What this task involves: Give the data below again, word for word.

(Object position labeling entries)
* * * * * * *

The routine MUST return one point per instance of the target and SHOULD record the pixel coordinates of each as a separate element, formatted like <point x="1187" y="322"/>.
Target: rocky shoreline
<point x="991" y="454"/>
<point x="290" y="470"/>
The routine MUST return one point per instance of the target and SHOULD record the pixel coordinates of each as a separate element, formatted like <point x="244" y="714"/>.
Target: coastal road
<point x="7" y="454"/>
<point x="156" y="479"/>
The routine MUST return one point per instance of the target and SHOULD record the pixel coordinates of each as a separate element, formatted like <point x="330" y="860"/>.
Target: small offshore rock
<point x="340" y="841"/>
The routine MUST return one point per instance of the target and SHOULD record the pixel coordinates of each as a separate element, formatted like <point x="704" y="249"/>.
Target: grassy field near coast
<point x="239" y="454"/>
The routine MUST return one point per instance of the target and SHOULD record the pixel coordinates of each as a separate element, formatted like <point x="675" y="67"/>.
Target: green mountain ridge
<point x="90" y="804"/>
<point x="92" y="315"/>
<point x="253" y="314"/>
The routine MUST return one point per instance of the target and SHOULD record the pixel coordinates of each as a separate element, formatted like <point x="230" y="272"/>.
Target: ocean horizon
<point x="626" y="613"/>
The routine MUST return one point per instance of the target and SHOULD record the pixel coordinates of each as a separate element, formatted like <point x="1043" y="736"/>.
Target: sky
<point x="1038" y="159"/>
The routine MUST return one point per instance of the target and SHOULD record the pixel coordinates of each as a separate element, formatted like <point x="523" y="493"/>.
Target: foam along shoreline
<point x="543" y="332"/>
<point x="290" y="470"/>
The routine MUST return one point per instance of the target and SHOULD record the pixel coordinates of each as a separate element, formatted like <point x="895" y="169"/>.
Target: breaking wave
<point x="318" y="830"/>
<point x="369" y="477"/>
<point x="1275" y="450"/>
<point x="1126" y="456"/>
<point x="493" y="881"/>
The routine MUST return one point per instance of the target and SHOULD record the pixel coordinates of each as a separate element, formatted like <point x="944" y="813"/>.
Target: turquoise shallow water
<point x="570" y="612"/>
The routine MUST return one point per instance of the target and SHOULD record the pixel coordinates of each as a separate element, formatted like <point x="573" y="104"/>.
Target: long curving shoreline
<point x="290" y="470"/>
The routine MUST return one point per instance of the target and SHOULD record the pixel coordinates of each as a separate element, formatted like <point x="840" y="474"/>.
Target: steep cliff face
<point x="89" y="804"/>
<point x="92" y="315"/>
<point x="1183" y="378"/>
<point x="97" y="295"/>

* * * * * * *

Right answer:
The routine MUST return one point per instance of the target and SHOULD record the pixel coordinates of each as a separate element, formatted like <point x="1187" y="322"/>.
Target: rocky shoreline
<point x="991" y="454"/>
<point x="290" y="470"/>
The routine MUST return one point per instance of the target and SHOULD record the pixel coordinates of each as a separate element, formatted like <point x="244" y="714"/>.
Target: coastal road
<point x="7" y="454"/>
<point x="156" y="479"/>
The routine MUST return one point per instance of the target and SHOULD record the pixel coordinates of each as a separate element, formatted like <point x="330" y="860"/>.
Target: small offshore rock
<point x="340" y="841"/>
The routine MUST return one point per instance of the target and SHOULD record the pixel coordinates of each as a separate element, formatted like <point x="704" y="249"/>.
Target: grassy field near coast
<point x="239" y="454"/>
The routine MUST return one point per instance of the target and SHOULD record the pixel coordinates of each as a separate element, formatted like <point x="675" y="67"/>.
Target: green mountain ridge
<point x="90" y="804"/>
<point x="92" y="315"/>
<point x="253" y="314"/>
The routine MUST return one point per instance of the target and SHOULD record the pixel coordinates of each as a separate element, formatted like <point x="230" y="272"/>.
Target: ocean horizon
<point x="626" y="613"/>
The routine MUST return one point per instance of the target and SHOULD record the pixel coordinates of each as a separate element, formatted like <point x="1043" y="736"/>.
Target: sky
<point x="1038" y="159"/>
The routine MUST return one point per instance of the target and SHOULD record the pixel coordinates of each as a separate element, formatted like <point x="523" y="493"/>.
Target: foam along shoreline
<point x="543" y="332"/>
<point x="290" y="470"/>
The routine MUST return one point per instance of the target and SHOULD record the pixel coordinates of each as a separate element, formatted like <point x="895" y="169"/>.
Target: breaking wave
<point x="318" y="830"/>
<point x="369" y="477"/>
<point x="1275" y="450"/>
<point x="1126" y="456"/>
<point x="493" y="881"/>
The routine MUST return one point per instance of the target and SHOULD record the pixel coordinates of each as a separate element, formatted like <point x="944" y="813"/>.
Target: turquoise shallow water
<point x="570" y="612"/>
The routine MUST return one point per instance of the target and SHOULD record the pixel coordinates of each as a separate element, formatted like <point x="573" y="104"/>.
Target: long curving shoreline
<point x="290" y="470"/>
The routine MUST return one point per instance of the target and SHOULD record the pixel coordinates of each as a separate element, formatted like <point x="840" y="474"/>.
Target: steep cliff face
<point x="89" y="804"/>
<point x="92" y="315"/>
<point x="1183" y="378"/>
<point x="97" y="295"/>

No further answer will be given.